Skip the images and return the records below exactly.

+++

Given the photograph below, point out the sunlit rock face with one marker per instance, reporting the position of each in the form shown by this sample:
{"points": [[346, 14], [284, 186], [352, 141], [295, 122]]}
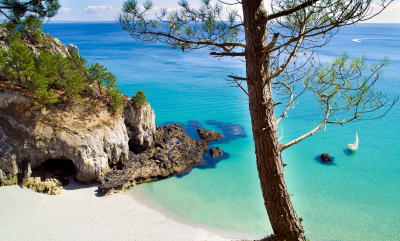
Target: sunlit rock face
{"points": [[140, 120], [92, 140]]}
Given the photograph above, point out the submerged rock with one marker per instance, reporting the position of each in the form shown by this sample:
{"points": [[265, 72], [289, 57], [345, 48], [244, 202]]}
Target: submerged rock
{"points": [[216, 152], [141, 123], [171, 152], [325, 157], [73, 49], [209, 135]]}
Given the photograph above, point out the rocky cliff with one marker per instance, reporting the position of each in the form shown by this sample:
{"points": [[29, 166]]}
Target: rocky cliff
{"points": [[91, 137]]}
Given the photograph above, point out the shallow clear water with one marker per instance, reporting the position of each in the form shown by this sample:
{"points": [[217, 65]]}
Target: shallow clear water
{"points": [[355, 198]]}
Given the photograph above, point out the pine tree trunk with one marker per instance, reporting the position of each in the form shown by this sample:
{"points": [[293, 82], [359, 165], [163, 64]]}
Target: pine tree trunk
{"points": [[282, 216]]}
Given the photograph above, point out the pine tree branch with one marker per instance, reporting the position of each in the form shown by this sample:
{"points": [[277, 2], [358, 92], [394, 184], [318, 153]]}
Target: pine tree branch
{"points": [[297, 140], [227, 54], [288, 104]]}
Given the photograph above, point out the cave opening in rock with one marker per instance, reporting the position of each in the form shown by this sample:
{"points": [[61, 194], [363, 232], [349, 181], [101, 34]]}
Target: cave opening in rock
{"points": [[61, 169]]}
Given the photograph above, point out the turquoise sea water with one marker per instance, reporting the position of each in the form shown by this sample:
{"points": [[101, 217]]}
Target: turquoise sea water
{"points": [[355, 198]]}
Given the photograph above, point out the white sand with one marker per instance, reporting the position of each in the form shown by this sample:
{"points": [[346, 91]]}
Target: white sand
{"points": [[78, 214]]}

+++

▶ Full output
Given the photograph below, point out the sunlit rock face with one marker per instance, reporting the position of each in the form shown by this sample:
{"points": [[346, 14], [284, 186], [352, 141], [295, 122]]}
Target: sunlit rock face
{"points": [[140, 120], [92, 140]]}
Given the photograph above, point out the submerged rock with one marker per instance, reporting the position of each in the form shown by this sample:
{"points": [[265, 72], [289, 57], [345, 48], [244, 202]]}
Target: submerged rock
{"points": [[216, 152], [141, 123], [171, 152], [325, 157], [73, 49], [209, 135]]}
Given the photograph above, point out the rocky cliff with one marker per instance, reporting the position of each in the form shown by this sample:
{"points": [[29, 166]]}
Target: rocky cliff
{"points": [[91, 137]]}
Given the photograph above, point out the shallow clear water with one marker per instance, reporting the position of each in the form shown by this sample:
{"points": [[217, 65]]}
Target: shallow clear water
{"points": [[355, 198]]}
Given the photograph above, point out the pine tree trunk with one marker per instance, reporting the position of each in the form shown by this sample:
{"points": [[293, 82], [359, 165], [163, 64]]}
Target: pine tree trunk
{"points": [[282, 216]]}
Given the photograph above, point out the pine tree branch with one marker per instance, reporting the position of each in the form shown by this sample:
{"points": [[277, 2], [358, 92], [394, 184], [318, 153]]}
Target: pine tree branch
{"points": [[297, 140], [227, 54], [288, 104]]}
Given the photograph above, point out the cave opening in rock with one marker per instance, reporting the position of each in the form shown by this sample:
{"points": [[61, 194], [363, 232], [349, 181], [101, 34]]}
Target: cave opening in rock
{"points": [[61, 169]]}
Given the photograph above, point out the turquoise sea water with one marker per instance, reporting the position of each in the form shown by this sample:
{"points": [[101, 217]]}
Target: turquoise sea water
{"points": [[355, 198]]}
Given the photograph above, point out the white sand with one marker per instance, reporting the position of each in the form shown by this sample:
{"points": [[346, 91]]}
Target: white sand
{"points": [[78, 214]]}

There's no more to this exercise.